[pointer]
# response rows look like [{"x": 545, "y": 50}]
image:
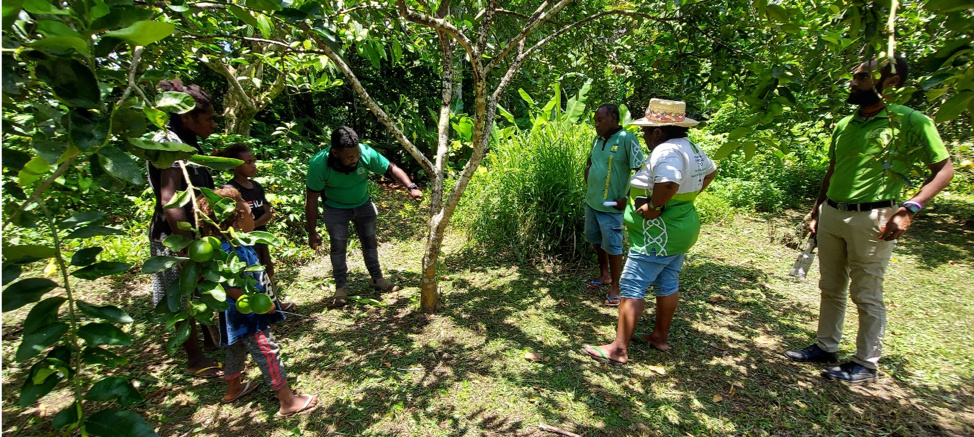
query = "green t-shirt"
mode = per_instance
[
  {"x": 612, "y": 162},
  {"x": 345, "y": 190},
  {"x": 869, "y": 165}
]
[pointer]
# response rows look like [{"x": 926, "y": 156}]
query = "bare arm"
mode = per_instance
[
  {"x": 265, "y": 217},
  {"x": 813, "y": 224},
  {"x": 940, "y": 175},
  {"x": 707, "y": 180},
  {"x": 311, "y": 218},
  {"x": 403, "y": 179},
  {"x": 171, "y": 181}
]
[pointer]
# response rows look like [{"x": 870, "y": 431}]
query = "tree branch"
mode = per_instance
[
  {"x": 136, "y": 56},
  {"x": 486, "y": 24},
  {"x": 373, "y": 106},
  {"x": 448, "y": 28},
  {"x": 539, "y": 16},
  {"x": 217, "y": 65}
]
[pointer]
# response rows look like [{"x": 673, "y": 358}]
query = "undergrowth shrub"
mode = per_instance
[{"x": 527, "y": 196}]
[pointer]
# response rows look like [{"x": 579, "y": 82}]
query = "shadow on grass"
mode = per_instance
[{"x": 392, "y": 370}]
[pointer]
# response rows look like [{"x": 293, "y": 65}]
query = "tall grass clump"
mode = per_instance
[{"x": 527, "y": 198}]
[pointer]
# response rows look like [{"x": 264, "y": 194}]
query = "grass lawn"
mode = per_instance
[{"x": 390, "y": 369}]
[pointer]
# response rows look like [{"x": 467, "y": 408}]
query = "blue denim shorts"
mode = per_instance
[
  {"x": 604, "y": 228},
  {"x": 642, "y": 270}
]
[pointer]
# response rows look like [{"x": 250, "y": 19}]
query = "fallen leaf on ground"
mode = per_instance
[{"x": 531, "y": 356}]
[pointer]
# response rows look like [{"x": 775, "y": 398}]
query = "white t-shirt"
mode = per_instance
[{"x": 677, "y": 160}]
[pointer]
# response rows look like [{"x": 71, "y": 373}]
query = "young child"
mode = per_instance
[
  {"x": 253, "y": 193},
  {"x": 240, "y": 333}
]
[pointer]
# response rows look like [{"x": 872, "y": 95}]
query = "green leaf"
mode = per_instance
[
  {"x": 62, "y": 45},
  {"x": 120, "y": 165},
  {"x": 99, "y": 269},
  {"x": 143, "y": 33},
  {"x": 242, "y": 15},
  {"x": 97, "y": 355},
  {"x": 9, "y": 10},
  {"x": 38, "y": 340},
  {"x": 70, "y": 80},
  {"x": 9, "y": 273},
  {"x": 263, "y": 5},
  {"x": 70, "y": 416},
  {"x": 114, "y": 388},
  {"x": 81, "y": 219},
  {"x": 23, "y": 292},
  {"x": 575, "y": 107},
  {"x": 110, "y": 313},
  {"x": 96, "y": 334},
  {"x": 85, "y": 257},
  {"x": 180, "y": 200},
  {"x": 159, "y": 263},
  {"x": 42, "y": 7},
  {"x": 86, "y": 130},
  {"x": 36, "y": 168},
  {"x": 122, "y": 16},
  {"x": 45, "y": 375},
  {"x": 93, "y": 230},
  {"x": 173, "y": 102},
  {"x": 182, "y": 333},
  {"x": 169, "y": 147},
  {"x": 57, "y": 28},
  {"x": 118, "y": 423},
  {"x": 157, "y": 117},
  {"x": 725, "y": 150},
  {"x": 954, "y": 106},
  {"x": 738, "y": 133},
  {"x": 778, "y": 13},
  {"x": 43, "y": 313},
  {"x": 27, "y": 253},
  {"x": 51, "y": 151},
  {"x": 14, "y": 159},
  {"x": 216, "y": 162},
  {"x": 177, "y": 242}
]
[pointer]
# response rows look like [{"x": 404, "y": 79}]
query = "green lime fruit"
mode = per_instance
[
  {"x": 261, "y": 303},
  {"x": 201, "y": 251},
  {"x": 243, "y": 305}
]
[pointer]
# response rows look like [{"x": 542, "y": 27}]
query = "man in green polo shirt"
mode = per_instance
[
  {"x": 615, "y": 153},
  {"x": 339, "y": 175},
  {"x": 858, "y": 217}
]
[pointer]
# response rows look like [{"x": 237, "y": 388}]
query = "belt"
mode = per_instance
[{"x": 859, "y": 207}]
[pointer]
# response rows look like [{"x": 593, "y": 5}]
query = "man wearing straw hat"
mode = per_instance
[
  {"x": 857, "y": 218},
  {"x": 615, "y": 153},
  {"x": 663, "y": 224}
]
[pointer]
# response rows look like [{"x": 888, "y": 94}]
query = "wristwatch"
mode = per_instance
[{"x": 913, "y": 207}]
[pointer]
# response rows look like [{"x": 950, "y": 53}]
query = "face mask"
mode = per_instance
[{"x": 862, "y": 97}]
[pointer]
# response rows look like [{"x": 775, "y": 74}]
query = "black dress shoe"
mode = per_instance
[
  {"x": 812, "y": 354},
  {"x": 851, "y": 372}
]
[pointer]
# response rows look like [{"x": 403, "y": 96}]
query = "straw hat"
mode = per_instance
[{"x": 666, "y": 113}]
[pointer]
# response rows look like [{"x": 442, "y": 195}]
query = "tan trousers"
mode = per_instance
[{"x": 853, "y": 260}]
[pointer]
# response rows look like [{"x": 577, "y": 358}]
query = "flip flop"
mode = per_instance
[
  {"x": 199, "y": 373},
  {"x": 307, "y": 407},
  {"x": 249, "y": 388},
  {"x": 602, "y": 357}
]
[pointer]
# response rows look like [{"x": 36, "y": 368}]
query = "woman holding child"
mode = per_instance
[{"x": 662, "y": 224}]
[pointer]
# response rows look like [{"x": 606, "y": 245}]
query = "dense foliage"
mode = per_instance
[{"x": 79, "y": 108}]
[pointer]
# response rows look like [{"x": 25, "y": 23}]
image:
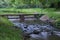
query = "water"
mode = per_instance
[{"x": 37, "y": 31}]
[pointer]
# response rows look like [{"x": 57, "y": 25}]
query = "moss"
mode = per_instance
[{"x": 8, "y": 32}]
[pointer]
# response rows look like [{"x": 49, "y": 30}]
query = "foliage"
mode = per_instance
[
  {"x": 8, "y": 32},
  {"x": 27, "y": 3}
]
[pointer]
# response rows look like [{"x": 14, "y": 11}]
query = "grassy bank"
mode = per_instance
[
  {"x": 8, "y": 32},
  {"x": 51, "y": 12}
]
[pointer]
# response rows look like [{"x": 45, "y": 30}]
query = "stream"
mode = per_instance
[{"x": 36, "y": 31}]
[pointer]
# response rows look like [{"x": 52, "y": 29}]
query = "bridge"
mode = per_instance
[{"x": 20, "y": 16}]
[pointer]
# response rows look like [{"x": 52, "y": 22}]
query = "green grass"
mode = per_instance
[{"x": 8, "y": 32}]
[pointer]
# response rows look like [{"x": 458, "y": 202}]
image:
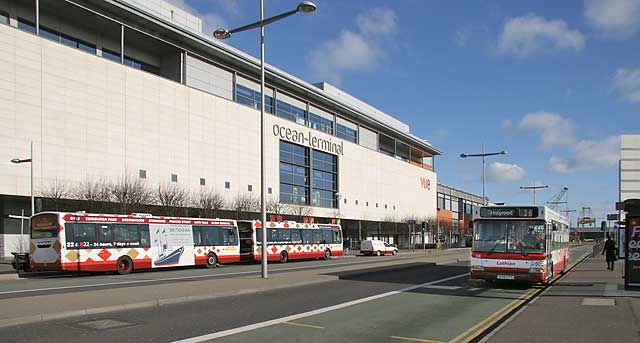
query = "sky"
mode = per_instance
[{"x": 554, "y": 83}]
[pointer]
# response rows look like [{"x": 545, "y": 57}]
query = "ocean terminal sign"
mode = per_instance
[{"x": 307, "y": 138}]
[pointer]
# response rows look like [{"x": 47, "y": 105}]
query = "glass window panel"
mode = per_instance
[
  {"x": 26, "y": 25},
  {"x": 402, "y": 151},
  {"x": 387, "y": 145}
]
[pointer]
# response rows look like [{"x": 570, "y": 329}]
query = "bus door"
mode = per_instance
[
  {"x": 45, "y": 243},
  {"x": 246, "y": 233}
]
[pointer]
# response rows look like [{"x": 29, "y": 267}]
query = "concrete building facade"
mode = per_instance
[{"x": 113, "y": 89}]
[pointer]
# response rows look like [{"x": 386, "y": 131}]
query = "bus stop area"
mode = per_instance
[{"x": 589, "y": 304}]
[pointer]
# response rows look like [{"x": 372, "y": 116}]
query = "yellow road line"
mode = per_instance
[
  {"x": 304, "y": 325},
  {"x": 494, "y": 317},
  {"x": 415, "y": 339}
]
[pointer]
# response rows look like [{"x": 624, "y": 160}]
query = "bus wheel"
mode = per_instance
[
  {"x": 124, "y": 265},
  {"x": 284, "y": 257},
  {"x": 212, "y": 261}
]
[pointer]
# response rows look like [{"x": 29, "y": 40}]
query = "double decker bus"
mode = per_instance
[
  {"x": 290, "y": 240},
  {"x": 522, "y": 243},
  {"x": 121, "y": 243}
]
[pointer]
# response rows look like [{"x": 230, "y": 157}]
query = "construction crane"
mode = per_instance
[{"x": 559, "y": 199}]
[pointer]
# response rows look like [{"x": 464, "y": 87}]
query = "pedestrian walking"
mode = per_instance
[{"x": 610, "y": 251}]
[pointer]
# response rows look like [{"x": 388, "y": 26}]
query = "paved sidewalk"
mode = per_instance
[
  {"x": 29, "y": 309},
  {"x": 587, "y": 305}
]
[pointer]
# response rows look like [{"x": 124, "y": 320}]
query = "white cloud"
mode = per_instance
[
  {"x": 616, "y": 18},
  {"x": 354, "y": 51},
  {"x": 462, "y": 36},
  {"x": 505, "y": 172},
  {"x": 627, "y": 82},
  {"x": 588, "y": 154},
  {"x": 377, "y": 21},
  {"x": 523, "y": 36},
  {"x": 553, "y": 130}
]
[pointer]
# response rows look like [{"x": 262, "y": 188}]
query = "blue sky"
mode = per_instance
[{"x": 551, "y": 82}]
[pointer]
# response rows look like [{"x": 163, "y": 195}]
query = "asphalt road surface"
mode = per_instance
[{"x": 418, "y": 303}]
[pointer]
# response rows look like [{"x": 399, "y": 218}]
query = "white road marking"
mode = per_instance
[
  {"x": 255, "y": 326},
  {"x": 194, "y": 277}
]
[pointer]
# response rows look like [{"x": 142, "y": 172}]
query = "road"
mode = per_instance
[{"x": 418, "y": 302}]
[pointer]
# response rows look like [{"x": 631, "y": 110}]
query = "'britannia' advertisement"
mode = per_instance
[{"x": 172, "y": 245}]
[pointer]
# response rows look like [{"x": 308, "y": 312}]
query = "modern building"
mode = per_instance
[
  {"x": 455, "y": 209},
  {"x": 629, "y": 169},
  {"x": 112, "y": 90}
]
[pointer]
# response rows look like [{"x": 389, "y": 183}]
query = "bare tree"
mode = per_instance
[
  {"x": 56, "y": 191},
  {"x": 172, "y": 197},
  {"x": 208, "y": 201},
  {"x": 95, "y": 193},
  {"x": 244, "y": 204},
  {"x": 130, "y": 193}
]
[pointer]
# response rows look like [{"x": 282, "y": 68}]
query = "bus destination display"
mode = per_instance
[{"x": 509, "y": 212}]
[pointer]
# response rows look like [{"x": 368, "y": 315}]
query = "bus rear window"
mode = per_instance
[{"x": 44, "y": 226}]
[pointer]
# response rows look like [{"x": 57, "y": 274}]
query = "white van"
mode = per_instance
[{"x": 376, "y": 247}]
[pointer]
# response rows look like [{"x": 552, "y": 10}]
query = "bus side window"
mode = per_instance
[
  {"x": 143, "y": 231},
  {"x": 84, "y": 233},
  {"x": 197, "y": 238},
  {"x": 295, "y": 236},
  {"x": 306, "y": 236},
  {"x": 317, "y": 236},
  {"x": 104, "y": 233},
  {"x": 229, "y": 236}
]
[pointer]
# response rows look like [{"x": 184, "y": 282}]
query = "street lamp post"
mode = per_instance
[
  {"x": 222, "y": 33},
  {"x": 483, "y": 155},
  {"x": 534, "y": 188},
  {"x": 30, "y": 161}
]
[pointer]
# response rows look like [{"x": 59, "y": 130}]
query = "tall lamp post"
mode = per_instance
[
  {"x": 222, "y": 33},
  {"x": 30, "y": 161},
  {"x": 534, "y": 188},
  {"x": 483, "y": 154}
]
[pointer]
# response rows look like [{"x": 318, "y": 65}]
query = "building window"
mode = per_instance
[
  {"x": 294, "y": 174},
  {"x": 249, "y": 97},
  {"x": 440, "y": 201},
  {"x": 325, "y": 179},
  {"x": 26, "y": 25},
  {"x": 111, "y": 55},
  {"x": 320, "y": 120},
  {"x": 346, "y": 130},
  {"x": 291, "y": 112}
]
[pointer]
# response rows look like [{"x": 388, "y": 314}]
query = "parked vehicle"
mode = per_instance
[{"x": 377, "y": 247}]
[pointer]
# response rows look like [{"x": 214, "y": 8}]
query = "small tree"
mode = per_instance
[
  {"x": 56, "y": 191},
  {"x": 130, "y": 193},
  {"x": 172, "y": 197},
  {"x": 244, "y": 204},
  {"x": 208, "y": 202},
  {"x": 95, "y": 193}
]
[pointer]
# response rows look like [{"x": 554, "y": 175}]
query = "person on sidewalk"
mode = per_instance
[{"x": 610, "y": 250}]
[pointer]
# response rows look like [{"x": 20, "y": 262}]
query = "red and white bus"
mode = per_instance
[
  {"x": 523, "y": 243},
  {"x": 290, "y": 240},
  {"x": 105, "y": 242}
]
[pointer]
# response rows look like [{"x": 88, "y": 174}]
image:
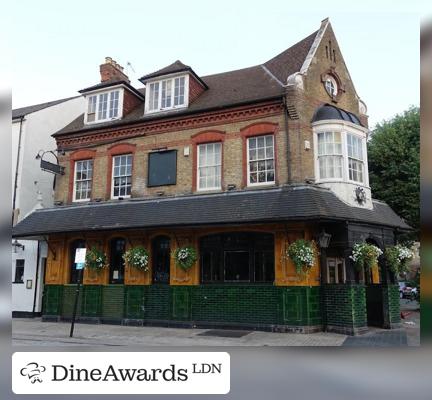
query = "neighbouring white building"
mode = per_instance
[{"x": 32, "y": 188}]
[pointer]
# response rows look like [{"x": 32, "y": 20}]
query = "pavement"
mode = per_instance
[{"x": 34, "y": 332}]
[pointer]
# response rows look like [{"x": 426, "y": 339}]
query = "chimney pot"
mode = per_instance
[{"x": 111, "y": 71}]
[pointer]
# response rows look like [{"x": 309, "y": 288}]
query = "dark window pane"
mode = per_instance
[
  {"x": 117, "y": 250},
  {"x": 19, "y": 271},
  {"x": 74, "y": 273},
  {"x": 236, "y": 266},
  {"x": 237, "y": 257},
  {"x": 162, "y": 168},
  {"x": 264, "y": 267},
  {"x": 161, "y": 259}
]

________________

**PROBLEM REQUIREMENTS:**
Pick out every line of the records that contains the word "sidewalk".

**FULL OUTPUT:**
query = "paved sidewalk"
query = "person on sidewalk"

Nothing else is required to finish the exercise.